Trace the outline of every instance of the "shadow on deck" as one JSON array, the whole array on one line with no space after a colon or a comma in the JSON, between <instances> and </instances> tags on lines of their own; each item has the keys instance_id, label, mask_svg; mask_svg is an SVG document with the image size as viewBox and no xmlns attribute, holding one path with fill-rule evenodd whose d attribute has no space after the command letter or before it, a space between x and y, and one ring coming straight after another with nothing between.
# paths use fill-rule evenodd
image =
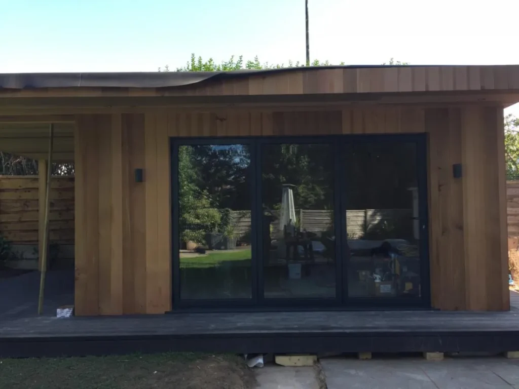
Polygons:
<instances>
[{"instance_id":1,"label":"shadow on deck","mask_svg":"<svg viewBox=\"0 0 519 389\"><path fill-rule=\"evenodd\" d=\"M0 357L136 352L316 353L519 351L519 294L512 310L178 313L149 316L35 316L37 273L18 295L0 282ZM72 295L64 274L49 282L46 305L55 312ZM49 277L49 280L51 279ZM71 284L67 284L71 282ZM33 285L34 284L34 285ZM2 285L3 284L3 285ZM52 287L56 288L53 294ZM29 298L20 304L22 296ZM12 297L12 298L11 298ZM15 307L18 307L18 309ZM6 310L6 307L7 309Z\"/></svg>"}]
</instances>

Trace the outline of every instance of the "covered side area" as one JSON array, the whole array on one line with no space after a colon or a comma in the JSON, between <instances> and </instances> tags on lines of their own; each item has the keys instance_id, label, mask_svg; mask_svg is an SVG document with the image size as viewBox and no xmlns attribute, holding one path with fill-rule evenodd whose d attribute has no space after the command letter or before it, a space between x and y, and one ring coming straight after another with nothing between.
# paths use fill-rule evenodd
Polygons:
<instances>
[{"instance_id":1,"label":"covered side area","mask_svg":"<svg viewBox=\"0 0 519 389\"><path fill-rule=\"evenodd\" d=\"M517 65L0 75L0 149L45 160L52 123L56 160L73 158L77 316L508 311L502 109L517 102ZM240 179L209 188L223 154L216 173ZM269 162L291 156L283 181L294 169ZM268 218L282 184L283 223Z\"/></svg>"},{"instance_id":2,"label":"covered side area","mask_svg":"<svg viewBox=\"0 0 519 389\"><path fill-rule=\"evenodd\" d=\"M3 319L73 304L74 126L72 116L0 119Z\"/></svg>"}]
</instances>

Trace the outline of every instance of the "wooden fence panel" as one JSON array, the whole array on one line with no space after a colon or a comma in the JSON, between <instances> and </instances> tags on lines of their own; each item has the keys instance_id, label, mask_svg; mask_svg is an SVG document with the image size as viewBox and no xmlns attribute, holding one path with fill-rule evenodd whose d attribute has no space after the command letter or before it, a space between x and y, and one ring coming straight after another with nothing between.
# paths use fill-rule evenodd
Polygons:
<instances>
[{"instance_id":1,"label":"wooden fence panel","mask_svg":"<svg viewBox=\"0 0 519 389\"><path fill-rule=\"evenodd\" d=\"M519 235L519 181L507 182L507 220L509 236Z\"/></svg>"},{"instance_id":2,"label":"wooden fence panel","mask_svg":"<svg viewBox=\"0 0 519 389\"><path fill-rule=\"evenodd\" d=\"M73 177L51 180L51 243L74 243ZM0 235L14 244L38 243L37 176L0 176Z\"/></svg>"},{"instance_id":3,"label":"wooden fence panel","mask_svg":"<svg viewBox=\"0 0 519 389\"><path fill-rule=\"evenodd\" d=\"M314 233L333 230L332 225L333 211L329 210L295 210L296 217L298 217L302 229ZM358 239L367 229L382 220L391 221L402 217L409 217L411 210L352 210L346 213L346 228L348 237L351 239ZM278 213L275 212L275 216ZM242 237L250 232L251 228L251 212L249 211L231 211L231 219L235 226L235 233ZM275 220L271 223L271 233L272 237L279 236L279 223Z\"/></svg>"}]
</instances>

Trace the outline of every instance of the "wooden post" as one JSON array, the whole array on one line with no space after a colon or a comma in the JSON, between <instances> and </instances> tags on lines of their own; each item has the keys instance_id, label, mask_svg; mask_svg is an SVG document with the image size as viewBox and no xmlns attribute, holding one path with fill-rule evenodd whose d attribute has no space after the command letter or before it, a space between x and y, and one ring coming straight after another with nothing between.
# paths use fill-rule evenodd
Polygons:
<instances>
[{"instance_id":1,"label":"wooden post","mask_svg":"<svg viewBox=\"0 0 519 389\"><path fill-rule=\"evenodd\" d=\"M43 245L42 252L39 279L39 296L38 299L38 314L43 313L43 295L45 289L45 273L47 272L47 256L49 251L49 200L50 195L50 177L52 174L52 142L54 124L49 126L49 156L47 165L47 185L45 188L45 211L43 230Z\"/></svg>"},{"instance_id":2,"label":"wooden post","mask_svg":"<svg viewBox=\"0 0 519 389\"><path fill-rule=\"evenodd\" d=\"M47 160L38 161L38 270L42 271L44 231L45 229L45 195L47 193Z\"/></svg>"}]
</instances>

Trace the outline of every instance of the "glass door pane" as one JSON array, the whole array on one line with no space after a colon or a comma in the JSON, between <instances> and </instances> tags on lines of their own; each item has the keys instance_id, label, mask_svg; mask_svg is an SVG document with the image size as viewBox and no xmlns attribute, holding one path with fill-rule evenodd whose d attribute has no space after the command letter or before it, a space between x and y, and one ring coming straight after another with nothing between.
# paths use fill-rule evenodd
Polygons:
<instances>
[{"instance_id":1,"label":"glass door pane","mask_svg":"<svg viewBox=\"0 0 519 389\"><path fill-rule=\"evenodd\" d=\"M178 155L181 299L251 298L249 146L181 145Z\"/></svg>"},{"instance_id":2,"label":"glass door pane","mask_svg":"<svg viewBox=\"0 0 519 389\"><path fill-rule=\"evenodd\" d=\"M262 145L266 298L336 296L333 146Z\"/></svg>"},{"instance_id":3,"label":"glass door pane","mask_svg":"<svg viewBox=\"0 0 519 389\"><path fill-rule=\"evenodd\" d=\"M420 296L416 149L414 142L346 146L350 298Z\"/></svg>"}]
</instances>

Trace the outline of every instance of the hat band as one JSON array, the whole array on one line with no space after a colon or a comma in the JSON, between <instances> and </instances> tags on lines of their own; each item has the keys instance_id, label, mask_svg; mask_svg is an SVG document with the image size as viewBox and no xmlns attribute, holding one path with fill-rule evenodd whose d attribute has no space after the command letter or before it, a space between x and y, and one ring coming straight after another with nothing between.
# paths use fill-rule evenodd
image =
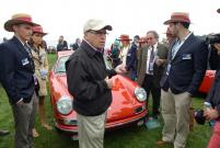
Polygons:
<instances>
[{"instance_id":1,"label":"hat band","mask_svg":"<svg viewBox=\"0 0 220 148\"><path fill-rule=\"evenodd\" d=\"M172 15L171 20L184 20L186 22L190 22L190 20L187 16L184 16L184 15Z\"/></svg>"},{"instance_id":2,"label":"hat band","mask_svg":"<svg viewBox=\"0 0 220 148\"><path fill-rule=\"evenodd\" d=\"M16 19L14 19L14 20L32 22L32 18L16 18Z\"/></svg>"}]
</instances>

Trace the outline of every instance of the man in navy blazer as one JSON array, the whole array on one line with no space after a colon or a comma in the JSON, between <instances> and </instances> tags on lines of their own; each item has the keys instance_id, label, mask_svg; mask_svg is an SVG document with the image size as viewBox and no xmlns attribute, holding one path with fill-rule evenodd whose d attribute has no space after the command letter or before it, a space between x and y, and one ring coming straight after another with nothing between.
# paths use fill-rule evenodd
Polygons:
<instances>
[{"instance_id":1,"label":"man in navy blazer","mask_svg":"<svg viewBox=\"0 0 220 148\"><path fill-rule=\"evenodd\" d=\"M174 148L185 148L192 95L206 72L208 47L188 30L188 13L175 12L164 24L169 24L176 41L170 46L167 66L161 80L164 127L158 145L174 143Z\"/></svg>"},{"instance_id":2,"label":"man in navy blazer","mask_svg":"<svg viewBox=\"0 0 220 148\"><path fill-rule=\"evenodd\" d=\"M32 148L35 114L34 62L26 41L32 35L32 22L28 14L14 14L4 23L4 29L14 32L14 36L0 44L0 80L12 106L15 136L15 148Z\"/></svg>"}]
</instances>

» **DIRECTIONS**
Reproduce word for word the lines that begin with the line containing "Trace the outline of every instance of the man" and run through the end of the material.

» **SOLUTION**
Trace the outline of every instance of the man in navy blazer as one JSON array, the whole array on one line with no space after a colon or a comma in the JSON, between <instances> and </instances> tags on lines of their own; each item has the keys instance_id, label, mask_svg; mask_svg is an SVG document with the image size as viewBox and no xmlns attribute, holding one path with fill-rule evenodd whose d attribute has no space after the command letter or before it, a space between x and y, and one ring coming straight after another with nothing between.
# paths use fill-rule evenodd
Polygons:
<instances>
[{"instance_id":1,"label":"man in navy blazer","mask_svg":"<svg viewBox=\"0 0 220 148\"><path fill-rule=\"evenodd\" d=\"M174 148L185 148L192 95L206 72L208 47L188 30L188 13L175 12L164 24L169 24L176 41L170 46L167 66L161 80L164 127L158 145L174 143Z\"/></svg>"},{"instance_id":2,"label":"man in navy blazer","mask_svg":"<svg viewBox=\"0 0 220 148\"><path fill-rule=\"evenodd\" d=\"M32 148L35 114L34 62L26 41L32 35L32 22L28 14L14 14L4 23L4 29L14 32L14 36L0 44L0 80L12 106L15 136L15 148Z\"/></svg>"}]
</instances>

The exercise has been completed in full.